Page excerpt:
However most code I've encountered actually doing trim-like actions has
been doing it on return results from functions. Which are RVALUEs, and will
be assigned.

The "returns the trimmed string" version is also far cleaner in actual
functional code such as map.

You can implement either with the other. Tony C also notes that:

The existing PR does optimize on:

$y = trim $x;

where $y and $x, however complex they are as expressions, turn out to
be the same SV, but the code doesn't try to eliminate any other
duplication. eg. if $x and $y are lexicals, two padsv ops are produced.

So internally it can be (nearly) as performant as the "in place" version for
the "in place" case. For the general case, there's no way that perl's
peephole optimiser is good enough to make the reverse true for - spot all
the cases where there's an assignment first, and then generate a different
optree that eliminates that initial assignment.

Hence I'm preferring *just* the "returns the trimmed string" version.

Nicholas Clark

* They are useful. You can set a breakpoint on the OP in gdb, hack your
testcase to call one of these, and likely the only time your breakpoint is
hit is when the Perl code execution has reached the point you were
interested in. No, they are no longer useful for their intended purpose.

Re: trim - wrapping up the discussion [ In reply to ]

darren at darrenduncan

Apr 3, 2021, 1:54 PM

Post #30 of 37 (749 views)

Permalink

On 2021-04-03 8:07 a.m., Nicholas Clark wrote:
> In the general case I'd also be concerned that there isn't an obvious way to
> backport this such that CPAN code can depend on "core-or-pollyfill". But as
> this one is a two-line implementation (for the efficient version) I don't
> think that anyone will put in extra work to optionally use a core trim in
> code published to CPAN.

There is a way that is obvious to me, which I had previously shared, which is to
implement trim/etc soley as an addition to a dual-life module such as
Scalar::Util and include that version with the latest Perl.

Unless we decide to implement this as a modifier to regular expression syntax,
its just a plain old routine and there's no reason it has to be any more core
than a dual-life module.

-- Darren Duncan

Re: trim - wrapping up the discussion [ In reply to ]

matthew.persico at gmail

Apr 11, 2021, 5:24 PM

Post #31 of 37 (747 views)

What is asked:
1. List every date-and-time stamp that appears in the Perl trim discussion.
2. Transcribe the Perl trim discussion between "Post #30 of" and "published to CPAN.", inclusive.
The listing that comes after the Perl trim discussion isn't needed for anything here.

Rows from a box-labeling dataset:
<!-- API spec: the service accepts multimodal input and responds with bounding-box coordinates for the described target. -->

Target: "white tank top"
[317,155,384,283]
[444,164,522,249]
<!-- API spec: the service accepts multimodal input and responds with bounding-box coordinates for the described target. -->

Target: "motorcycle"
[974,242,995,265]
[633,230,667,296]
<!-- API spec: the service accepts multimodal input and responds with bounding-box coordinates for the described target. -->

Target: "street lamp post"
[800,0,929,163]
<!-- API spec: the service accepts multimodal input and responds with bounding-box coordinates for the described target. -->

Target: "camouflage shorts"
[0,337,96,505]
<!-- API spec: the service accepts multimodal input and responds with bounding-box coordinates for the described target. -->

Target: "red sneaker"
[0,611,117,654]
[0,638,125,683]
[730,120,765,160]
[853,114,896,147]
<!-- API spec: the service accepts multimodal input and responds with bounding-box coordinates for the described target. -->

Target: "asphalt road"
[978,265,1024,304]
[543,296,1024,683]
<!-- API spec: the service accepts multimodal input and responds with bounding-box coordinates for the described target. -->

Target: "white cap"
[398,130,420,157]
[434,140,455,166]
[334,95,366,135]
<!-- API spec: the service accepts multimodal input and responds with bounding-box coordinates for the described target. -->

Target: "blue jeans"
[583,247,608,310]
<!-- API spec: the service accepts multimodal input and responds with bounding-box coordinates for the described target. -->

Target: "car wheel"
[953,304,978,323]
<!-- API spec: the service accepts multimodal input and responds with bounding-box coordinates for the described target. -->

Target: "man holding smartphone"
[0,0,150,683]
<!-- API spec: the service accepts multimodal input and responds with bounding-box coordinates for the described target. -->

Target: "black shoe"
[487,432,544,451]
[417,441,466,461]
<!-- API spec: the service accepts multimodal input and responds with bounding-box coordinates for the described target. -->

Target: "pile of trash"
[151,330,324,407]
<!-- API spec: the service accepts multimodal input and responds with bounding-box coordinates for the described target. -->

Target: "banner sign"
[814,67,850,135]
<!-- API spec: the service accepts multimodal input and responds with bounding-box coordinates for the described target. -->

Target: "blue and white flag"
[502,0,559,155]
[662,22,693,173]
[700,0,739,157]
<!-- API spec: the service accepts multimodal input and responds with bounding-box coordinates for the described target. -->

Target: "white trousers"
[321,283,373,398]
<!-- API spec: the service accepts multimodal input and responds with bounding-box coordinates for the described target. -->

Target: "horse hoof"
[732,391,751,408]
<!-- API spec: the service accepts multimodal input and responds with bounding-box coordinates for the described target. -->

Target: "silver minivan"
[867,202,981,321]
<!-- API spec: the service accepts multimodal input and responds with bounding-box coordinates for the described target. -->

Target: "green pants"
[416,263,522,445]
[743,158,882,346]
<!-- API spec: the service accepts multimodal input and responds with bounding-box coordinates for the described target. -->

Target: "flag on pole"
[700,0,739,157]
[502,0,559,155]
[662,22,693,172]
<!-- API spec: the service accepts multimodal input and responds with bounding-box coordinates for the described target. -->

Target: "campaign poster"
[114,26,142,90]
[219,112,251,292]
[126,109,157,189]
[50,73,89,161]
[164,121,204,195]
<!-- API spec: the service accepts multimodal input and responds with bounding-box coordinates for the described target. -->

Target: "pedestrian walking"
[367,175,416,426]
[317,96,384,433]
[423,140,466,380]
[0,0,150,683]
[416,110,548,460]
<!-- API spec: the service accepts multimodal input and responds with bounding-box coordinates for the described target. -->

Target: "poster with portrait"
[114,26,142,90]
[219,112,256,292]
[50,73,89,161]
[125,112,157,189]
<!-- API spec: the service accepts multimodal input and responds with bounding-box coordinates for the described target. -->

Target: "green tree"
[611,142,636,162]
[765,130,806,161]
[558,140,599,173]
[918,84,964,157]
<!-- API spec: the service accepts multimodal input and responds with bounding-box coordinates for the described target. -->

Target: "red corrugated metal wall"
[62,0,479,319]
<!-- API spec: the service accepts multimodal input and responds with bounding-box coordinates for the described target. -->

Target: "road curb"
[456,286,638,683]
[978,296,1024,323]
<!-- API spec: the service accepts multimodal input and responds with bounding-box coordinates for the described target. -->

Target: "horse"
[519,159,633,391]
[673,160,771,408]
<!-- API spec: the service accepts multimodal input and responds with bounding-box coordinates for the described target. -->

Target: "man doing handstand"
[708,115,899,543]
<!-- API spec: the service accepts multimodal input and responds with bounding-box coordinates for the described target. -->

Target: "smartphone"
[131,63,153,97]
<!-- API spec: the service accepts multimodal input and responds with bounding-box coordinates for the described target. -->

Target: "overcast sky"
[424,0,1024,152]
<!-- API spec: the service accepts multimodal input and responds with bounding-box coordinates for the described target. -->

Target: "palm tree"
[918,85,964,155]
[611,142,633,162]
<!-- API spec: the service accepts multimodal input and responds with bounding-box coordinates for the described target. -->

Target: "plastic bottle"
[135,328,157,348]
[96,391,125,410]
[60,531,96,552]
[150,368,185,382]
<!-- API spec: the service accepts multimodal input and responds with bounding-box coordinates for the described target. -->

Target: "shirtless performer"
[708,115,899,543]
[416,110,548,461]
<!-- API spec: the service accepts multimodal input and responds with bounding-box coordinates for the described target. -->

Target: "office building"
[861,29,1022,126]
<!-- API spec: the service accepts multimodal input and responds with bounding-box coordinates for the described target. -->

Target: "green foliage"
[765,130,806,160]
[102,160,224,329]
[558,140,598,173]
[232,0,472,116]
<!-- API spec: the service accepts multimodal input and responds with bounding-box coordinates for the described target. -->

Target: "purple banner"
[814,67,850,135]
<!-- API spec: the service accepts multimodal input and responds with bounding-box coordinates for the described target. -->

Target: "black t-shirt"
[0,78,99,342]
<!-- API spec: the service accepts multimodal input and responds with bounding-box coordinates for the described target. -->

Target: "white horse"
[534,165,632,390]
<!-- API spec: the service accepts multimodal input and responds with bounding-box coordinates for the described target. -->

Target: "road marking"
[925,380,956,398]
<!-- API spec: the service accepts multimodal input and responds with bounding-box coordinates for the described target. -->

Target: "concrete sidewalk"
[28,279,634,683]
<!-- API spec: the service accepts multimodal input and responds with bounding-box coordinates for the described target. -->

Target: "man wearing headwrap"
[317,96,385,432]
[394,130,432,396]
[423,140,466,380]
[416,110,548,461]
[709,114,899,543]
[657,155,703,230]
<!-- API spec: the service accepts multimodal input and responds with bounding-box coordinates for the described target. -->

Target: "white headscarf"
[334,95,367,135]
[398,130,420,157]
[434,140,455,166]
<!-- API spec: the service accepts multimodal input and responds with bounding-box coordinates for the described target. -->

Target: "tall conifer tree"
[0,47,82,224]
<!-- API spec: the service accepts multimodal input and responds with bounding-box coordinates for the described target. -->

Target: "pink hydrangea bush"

Solutions by task:
1.
Apr 3, 2021, 1:54 PM
2021-04-03 8:07 a.m.
Apr 11, 2021, 5:24 PM

2.
Post #30 of 37 (749 views)

Permalink

On 2021-04-03 8:07 a.m., Nicholas Clark wrote:
> In the general case I'd also be concerned that there isn't an obvious way to
> backport this such that CPAN code can depend on "core-or-pollyfill". But as
> this one is a two-line implementation (for the efficient version) I don't
> think that anyone will put in extra work to optionally use a core trim in
> code published to CPAN.